Segment Start: Data provided
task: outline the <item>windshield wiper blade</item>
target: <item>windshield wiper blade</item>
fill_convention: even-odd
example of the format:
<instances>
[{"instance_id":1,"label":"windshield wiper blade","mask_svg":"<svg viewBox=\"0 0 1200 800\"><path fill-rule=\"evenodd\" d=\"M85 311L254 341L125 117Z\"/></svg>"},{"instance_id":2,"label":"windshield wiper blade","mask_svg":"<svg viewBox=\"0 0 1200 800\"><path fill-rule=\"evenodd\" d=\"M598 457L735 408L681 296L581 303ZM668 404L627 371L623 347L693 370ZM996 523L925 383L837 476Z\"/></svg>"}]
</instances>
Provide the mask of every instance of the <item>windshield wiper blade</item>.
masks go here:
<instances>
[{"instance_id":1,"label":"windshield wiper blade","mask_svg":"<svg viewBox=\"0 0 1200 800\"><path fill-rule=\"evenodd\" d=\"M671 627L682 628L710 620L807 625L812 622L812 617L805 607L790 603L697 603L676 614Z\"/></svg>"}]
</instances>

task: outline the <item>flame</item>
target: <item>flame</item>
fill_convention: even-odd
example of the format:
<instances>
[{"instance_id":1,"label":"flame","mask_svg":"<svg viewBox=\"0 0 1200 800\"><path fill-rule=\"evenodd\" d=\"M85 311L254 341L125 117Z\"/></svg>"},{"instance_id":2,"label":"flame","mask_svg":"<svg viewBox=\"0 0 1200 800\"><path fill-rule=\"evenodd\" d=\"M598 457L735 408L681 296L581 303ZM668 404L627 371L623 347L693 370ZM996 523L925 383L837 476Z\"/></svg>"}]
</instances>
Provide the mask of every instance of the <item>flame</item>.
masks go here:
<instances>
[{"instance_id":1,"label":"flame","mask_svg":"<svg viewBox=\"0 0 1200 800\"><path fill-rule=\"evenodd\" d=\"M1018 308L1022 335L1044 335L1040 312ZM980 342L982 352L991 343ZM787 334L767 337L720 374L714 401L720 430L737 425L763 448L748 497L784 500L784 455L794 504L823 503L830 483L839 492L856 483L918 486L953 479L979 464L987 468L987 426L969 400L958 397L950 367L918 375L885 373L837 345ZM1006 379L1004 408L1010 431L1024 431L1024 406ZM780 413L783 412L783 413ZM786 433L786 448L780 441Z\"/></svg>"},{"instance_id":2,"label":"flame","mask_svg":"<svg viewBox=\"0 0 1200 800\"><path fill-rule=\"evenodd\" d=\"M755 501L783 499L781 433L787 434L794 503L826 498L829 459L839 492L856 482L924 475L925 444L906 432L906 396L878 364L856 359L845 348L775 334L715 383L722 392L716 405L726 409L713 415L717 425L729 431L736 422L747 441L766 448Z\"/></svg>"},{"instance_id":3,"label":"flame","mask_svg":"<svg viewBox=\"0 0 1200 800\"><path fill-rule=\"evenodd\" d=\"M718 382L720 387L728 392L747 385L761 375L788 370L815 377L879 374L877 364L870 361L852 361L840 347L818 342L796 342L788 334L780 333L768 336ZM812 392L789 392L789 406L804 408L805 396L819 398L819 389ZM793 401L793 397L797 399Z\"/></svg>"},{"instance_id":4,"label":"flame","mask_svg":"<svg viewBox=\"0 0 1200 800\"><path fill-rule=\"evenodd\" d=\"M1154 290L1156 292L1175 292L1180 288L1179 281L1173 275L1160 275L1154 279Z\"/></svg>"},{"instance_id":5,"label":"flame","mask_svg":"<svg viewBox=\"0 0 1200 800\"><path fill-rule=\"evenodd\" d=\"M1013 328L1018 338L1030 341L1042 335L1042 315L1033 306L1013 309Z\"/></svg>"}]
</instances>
Segment End: Data provided
_Exercise instructions_
Among the lines above, which ones include the word "target"? Copy them.

_Completed task_
target: <item>windshield wiper blade</item>
target: <item>flame</item>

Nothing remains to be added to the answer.